▶ _WORK ITEM_
Note each line in the data holding the string "Please" and report it.
►
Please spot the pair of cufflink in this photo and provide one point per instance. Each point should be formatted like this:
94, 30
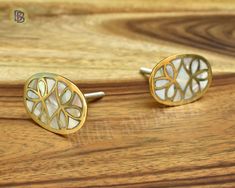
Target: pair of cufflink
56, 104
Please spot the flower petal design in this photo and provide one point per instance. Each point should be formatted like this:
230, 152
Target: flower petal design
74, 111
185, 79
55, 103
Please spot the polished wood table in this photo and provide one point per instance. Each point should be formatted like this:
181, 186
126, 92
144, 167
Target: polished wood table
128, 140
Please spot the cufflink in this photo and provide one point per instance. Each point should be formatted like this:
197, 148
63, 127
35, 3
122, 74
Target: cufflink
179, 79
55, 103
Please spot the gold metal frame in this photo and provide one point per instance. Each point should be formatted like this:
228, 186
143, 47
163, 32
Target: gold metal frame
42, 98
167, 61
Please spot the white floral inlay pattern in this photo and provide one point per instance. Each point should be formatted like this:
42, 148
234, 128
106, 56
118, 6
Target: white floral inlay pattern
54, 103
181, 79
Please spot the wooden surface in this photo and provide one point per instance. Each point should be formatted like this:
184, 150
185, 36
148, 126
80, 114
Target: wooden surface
◄
►
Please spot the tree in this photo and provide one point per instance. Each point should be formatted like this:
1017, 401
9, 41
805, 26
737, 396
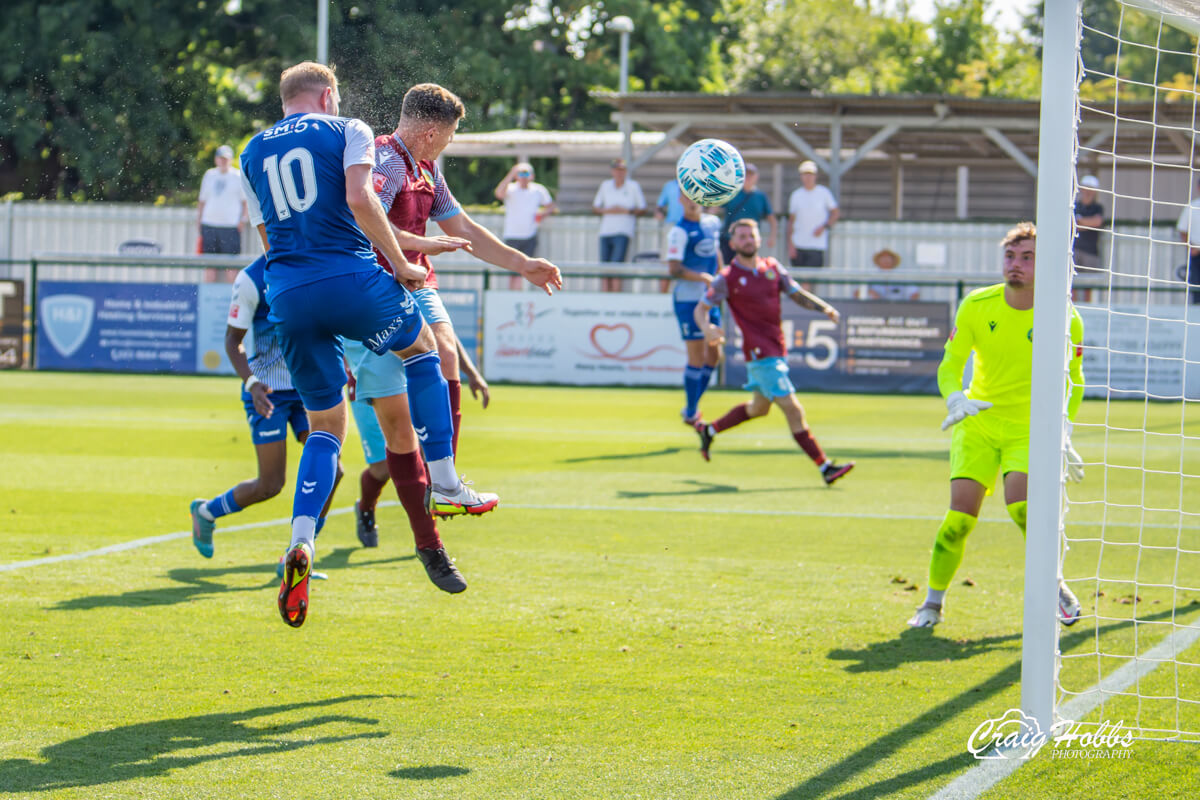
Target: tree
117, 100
◄
►
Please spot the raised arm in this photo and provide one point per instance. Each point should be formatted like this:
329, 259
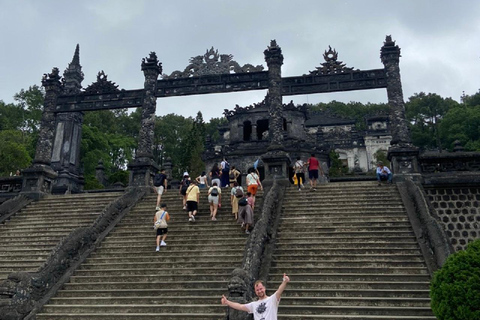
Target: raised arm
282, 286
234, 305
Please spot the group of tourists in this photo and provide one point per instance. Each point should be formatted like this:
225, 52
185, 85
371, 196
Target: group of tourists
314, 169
◄
▶ _SOLUTION TO THIS PROBLEM_
Please spot the pair of cufflink in this photo and provide one point per instance. Each point should be formatted like this:
Please spot the flower petal design in this photo and provide one point per instance. Each point should be formatted like this:
Please spot the polished wood table in this photo and provide one point per instance. Each point should be formatted like this:
Please spot the cufflink in this photo and provide one point per instance. Each point should be formatted like this:
Please spot the gold metal frame in this photo and provide one point per instance. Each point should be formatted like this:
Please spot the white floral inlay pattern in this photo and provide one point per instance. Each point should be formatted like this:
Please spot the wooden surface in this photo and provide one point per instance. Each point should be formatted like this:
Please spot the tree in this photo and provide one point per instance. Each point should be formatted like this:
Please spot the raised arm in this photo and provide one point per instance. Each point should be formatted like this:
Please spot the group of tourists in this photo and provide one point per instance. Each point should be formatted like this:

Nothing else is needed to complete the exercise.